[Problem details]: Extract each line of the material below that contains the word "chandelier".

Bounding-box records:
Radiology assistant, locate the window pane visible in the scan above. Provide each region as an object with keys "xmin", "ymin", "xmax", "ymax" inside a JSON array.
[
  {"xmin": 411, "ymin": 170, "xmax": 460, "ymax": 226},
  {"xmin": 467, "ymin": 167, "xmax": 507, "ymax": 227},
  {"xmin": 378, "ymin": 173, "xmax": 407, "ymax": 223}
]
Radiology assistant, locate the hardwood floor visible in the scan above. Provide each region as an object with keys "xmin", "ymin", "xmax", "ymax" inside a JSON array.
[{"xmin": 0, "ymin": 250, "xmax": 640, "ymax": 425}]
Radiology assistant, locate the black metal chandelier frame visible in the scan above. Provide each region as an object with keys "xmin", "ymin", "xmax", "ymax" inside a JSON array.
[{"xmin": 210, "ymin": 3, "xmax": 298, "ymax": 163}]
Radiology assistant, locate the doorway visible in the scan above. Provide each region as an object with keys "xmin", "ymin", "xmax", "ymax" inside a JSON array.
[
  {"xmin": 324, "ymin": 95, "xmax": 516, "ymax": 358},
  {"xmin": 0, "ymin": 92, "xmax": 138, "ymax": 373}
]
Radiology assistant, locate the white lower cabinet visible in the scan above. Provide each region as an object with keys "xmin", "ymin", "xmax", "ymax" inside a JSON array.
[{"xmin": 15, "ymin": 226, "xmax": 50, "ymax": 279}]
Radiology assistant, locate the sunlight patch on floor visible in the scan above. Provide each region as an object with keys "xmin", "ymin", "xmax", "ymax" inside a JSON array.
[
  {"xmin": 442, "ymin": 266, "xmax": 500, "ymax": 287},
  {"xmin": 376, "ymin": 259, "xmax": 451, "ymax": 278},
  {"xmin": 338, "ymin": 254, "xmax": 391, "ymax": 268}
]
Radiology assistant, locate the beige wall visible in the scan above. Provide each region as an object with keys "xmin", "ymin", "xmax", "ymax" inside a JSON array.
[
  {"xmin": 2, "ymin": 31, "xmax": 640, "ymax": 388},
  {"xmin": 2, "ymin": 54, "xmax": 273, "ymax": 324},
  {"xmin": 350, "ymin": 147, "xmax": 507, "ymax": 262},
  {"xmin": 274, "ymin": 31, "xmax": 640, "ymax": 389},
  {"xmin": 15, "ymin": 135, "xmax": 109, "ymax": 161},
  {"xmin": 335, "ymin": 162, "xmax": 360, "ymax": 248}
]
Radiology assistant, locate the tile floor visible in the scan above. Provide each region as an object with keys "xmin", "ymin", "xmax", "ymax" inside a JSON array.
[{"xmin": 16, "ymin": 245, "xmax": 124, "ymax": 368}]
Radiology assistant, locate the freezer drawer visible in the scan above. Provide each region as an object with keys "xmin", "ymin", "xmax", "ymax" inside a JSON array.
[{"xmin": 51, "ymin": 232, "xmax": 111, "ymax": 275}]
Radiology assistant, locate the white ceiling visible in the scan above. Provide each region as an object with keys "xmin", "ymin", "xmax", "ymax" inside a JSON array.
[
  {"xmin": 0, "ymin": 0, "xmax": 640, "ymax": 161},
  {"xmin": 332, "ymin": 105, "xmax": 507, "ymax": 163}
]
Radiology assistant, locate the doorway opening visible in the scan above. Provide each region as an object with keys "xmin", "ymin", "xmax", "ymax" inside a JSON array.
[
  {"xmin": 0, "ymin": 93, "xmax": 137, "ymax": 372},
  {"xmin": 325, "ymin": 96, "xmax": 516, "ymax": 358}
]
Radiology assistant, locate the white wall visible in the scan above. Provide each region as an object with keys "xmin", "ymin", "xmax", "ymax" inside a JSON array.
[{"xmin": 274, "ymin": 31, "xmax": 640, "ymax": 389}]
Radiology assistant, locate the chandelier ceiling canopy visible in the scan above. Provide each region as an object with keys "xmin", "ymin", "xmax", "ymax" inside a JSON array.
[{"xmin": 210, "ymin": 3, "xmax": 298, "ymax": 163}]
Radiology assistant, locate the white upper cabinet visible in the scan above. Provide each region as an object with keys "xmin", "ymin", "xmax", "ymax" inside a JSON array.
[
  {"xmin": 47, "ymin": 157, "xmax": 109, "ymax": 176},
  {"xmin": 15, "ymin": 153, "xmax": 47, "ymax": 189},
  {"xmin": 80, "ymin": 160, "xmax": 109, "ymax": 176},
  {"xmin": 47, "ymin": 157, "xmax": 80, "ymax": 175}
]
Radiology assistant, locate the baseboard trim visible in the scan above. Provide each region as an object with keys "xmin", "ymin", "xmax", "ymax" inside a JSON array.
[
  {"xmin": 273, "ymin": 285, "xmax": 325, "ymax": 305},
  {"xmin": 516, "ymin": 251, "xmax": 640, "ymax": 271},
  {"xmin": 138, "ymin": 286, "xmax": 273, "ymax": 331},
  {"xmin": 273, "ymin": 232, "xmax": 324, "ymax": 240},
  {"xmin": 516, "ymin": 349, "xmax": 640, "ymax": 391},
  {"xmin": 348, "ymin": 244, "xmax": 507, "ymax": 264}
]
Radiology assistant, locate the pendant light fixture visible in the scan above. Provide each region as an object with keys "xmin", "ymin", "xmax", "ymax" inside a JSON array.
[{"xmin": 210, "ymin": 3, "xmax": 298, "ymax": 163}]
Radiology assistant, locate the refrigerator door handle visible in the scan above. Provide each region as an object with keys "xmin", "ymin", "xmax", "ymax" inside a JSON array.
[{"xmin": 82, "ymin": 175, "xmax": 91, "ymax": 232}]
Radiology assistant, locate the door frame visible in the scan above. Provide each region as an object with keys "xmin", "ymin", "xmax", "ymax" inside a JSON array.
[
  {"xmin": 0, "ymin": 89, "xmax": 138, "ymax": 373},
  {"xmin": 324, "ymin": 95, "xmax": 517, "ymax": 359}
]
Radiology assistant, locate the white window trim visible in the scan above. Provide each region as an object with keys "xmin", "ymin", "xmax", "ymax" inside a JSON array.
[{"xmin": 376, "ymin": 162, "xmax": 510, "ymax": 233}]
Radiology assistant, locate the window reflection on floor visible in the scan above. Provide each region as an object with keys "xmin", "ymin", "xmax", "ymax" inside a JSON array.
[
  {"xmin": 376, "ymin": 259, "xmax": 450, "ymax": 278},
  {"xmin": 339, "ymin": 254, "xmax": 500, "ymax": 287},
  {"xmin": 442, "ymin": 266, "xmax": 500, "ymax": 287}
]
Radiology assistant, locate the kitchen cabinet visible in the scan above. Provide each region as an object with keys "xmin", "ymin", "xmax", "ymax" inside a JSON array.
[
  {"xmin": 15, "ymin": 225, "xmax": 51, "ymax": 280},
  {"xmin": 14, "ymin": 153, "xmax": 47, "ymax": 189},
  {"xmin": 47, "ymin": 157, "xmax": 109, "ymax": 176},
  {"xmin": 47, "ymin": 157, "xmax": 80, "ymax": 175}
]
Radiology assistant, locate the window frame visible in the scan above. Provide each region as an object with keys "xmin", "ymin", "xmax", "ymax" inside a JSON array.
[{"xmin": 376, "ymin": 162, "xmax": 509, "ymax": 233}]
--
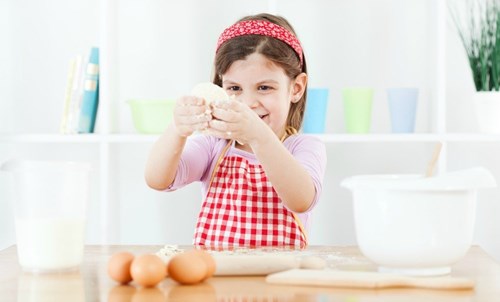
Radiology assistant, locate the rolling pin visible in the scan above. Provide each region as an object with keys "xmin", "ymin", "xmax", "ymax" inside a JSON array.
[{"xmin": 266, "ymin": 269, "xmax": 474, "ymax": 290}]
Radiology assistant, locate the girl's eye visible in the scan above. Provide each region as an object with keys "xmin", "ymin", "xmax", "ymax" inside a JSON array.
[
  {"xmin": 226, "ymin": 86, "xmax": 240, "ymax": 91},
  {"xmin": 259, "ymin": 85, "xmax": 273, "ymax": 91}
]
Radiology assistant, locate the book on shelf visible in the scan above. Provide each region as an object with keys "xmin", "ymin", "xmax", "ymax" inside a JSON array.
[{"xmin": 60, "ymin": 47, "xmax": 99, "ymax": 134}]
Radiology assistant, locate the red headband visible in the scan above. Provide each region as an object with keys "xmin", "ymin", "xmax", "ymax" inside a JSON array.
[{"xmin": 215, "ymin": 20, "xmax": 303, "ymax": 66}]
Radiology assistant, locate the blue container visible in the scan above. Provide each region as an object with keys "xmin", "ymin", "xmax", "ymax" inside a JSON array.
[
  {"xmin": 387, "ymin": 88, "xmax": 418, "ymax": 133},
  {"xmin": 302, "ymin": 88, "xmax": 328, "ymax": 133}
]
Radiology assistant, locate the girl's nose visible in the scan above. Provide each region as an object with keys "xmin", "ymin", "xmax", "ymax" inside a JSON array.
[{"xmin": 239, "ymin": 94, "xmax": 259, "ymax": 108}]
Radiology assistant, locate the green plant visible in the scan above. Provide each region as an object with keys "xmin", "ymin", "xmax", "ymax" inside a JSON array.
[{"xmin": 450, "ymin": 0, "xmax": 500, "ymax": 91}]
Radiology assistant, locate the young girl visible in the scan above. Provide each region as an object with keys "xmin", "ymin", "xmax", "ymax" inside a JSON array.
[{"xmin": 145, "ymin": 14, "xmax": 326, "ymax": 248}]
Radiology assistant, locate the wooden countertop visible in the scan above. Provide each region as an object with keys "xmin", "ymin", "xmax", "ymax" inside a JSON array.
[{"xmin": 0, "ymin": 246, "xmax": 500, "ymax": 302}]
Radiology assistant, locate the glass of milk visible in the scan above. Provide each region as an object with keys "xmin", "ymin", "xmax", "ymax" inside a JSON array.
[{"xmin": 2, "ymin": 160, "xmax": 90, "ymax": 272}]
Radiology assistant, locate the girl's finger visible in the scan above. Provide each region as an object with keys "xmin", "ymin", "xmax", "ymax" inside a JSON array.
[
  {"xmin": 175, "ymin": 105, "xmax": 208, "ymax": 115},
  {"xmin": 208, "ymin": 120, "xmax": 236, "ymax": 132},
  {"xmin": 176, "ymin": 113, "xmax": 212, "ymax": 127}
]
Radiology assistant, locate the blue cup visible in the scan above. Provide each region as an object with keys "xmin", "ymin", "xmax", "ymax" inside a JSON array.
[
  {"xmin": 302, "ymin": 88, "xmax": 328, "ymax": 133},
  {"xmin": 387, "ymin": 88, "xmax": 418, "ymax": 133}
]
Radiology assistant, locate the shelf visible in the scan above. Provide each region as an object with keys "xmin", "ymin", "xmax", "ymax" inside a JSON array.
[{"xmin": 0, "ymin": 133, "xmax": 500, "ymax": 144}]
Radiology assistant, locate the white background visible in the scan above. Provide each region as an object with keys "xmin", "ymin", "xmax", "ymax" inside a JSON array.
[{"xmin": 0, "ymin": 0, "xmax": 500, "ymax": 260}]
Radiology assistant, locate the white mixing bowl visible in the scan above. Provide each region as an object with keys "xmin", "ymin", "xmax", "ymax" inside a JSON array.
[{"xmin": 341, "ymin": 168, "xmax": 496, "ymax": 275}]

[Task output]:
Radiology assistant, locate the black metal chandelier frame visible in the scan above. Provide each region as an object with keys "xmin", "ymin", "xmax", "ymax" inside a JSON array.
Radiology assistant, locate the chandelier ceiling canopy visible in the scan above. Provide each region as an object with keys "xmin", "ymin", "xmax", "ymax" inside a JSON array.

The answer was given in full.